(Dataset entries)
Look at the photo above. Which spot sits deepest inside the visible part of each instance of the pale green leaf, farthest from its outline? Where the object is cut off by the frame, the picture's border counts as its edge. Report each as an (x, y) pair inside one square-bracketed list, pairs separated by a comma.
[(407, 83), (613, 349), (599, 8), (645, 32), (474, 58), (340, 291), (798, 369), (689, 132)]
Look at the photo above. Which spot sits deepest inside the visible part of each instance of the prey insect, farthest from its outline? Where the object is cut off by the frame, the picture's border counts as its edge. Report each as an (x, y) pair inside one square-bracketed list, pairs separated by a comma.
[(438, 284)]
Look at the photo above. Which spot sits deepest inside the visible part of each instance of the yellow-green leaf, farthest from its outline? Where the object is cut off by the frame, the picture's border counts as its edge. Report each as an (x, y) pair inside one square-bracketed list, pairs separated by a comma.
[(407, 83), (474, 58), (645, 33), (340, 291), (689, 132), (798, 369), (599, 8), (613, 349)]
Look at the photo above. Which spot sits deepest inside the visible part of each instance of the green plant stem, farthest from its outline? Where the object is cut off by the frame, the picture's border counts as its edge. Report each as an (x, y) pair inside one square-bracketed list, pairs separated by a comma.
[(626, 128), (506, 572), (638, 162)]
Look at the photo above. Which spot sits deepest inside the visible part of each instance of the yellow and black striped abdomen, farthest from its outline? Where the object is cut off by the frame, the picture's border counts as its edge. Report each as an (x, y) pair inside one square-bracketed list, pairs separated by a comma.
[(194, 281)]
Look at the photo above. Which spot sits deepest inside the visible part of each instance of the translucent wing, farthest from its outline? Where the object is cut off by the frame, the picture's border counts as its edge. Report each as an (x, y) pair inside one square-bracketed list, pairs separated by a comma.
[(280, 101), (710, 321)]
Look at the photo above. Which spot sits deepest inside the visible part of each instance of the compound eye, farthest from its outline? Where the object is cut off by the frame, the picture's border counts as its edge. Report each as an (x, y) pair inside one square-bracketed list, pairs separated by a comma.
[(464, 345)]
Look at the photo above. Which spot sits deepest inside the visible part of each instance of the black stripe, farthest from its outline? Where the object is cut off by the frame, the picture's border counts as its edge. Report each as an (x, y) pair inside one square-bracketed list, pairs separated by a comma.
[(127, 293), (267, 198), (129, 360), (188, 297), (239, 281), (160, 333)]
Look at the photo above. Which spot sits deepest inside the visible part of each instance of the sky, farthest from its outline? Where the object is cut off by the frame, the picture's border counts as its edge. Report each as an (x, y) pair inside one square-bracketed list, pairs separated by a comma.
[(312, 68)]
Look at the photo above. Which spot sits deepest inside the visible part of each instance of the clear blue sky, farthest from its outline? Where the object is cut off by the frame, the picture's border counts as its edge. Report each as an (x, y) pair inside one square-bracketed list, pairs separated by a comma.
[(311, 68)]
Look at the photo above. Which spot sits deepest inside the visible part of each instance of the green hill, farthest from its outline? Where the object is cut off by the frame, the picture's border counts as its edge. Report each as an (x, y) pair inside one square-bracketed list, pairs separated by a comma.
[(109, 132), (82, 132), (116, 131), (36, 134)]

Your goal
Reproduce every line of the data exactly as it was written.

Reply
Look at the photo above. Which spot sits deepest inside the visible part of each instance of the pale green leaf, farthest from its outline? Where the object is cut off by the frame, the picture's border counts as its edge. Report each as an (x, y) pair inside one square-bracketed list, pairs separated by a comma.
[(407, 83), (613, 349), (599, 8), (645, 32), (474, 58), (340, 291), (798, 369), (689, 132)]
Look at the photo above. Which spot sits deepest inside the visible part of each instance of the prey insect, farthest from its outline? Where the object is cut off by the frame, the picture's border counts as its edge. Report each as an (x, y) pair inside one square-bracketed list, pairs separated by a comma.
[(438, 284)]
Look at the photo above. Which spot sits deepest inside the visible part of each instance of the yellow-green leaf, farthest from its outline? Where the object is cut off by the frame, the picture's border counts as its edge. Report each as an (x, y) pair inside one square-bracketed list, pairs separated by a comma.
[(407, 83), (474, 58), (645, 33), (340, 291), (689, 132), (798, 369), (599, 8), (613, 349)]
Look at the photo above. Which spot sits deepest inside the visible part of each instance of the green plant stem, farthest from its outline? Where the object is cut off by the frame, the picture's border counts as its edge. Report each as an (x, y) pair inside one square-bracketed list, pairs separated by a comma.
[(626, 128), (506, 572), (638, 162)]
Look at the photo above. Which spot sits deepest inside the visible part of each instance of the yellow and black striped abdomen, farthest from its outline? Where the object is cut off by the frame, the picture's border counts as its edge. Report each as an (x, y) pair inside one square-bracketed list, pairs separated by a comma.
[(194, 281)]
Look at the photo above. Which spot sits deepest inside the visible part of each instance of the translucent wing, farthest from its outline? Where the object is cut off by the frame, the picture's border counts as its edge. Report each as an (x, y) pair inside one square-bracketed list, pairs separated by a comma.
[(280, 101), (710, 321)]
Look at the photo above. Which spot sits deepest inside the visible part of each instance of the compound eye, farthest from its outline? Where the object is cut off by the frame, the picture's border counts as its edge. Report each as an (x, y) pair inside one square-bracketed list, pairs separated by a comma.
[(464, 345)]
Look at the photo above. Which spot sits deepest inside the visible part of each instance of the black stripe, farthest from its outline? Where the object is cut off by the frame, the picture's border counts as its edge. Report each as an (x, y) pair inside one square-bracketed list, pairs separated by a comma.
[(127, 293), (267, 198), (129, 360), (188, 297), (239, 281), (160, 333)]
Look at the photo above. Which spot sits deepest inside the visible part of each instance of the sky, farthest from its outline? Where the object is cut off by the frame, the picture's border counts as its edge. Report each as an (x, y) pair inside one square-bracketed list, pairs separated by a comma.
[(312, 68)]
Look at the photo above. Which spot sits deepest inside the visible part of each instance of the clear blue sky, farthest from its outline? Where the object is cut off by the frame, the picture's border counts as its edge. Report each as an (x, y) pair inside one square-bracketed list, pairs separated by a comma.
[(311, 68)]
Look at the photo above. Which spot sits deepest inside the visible part of each instance of the green hill, farthest from its outline? Where the object is cut off by the frame, the picture's border counts as its edge. Report each as an (x, y) pair inside one square-bracketed list, pairs separated by a comma.
[(109, 132), (82, 132), (116, 131), (36, 134)]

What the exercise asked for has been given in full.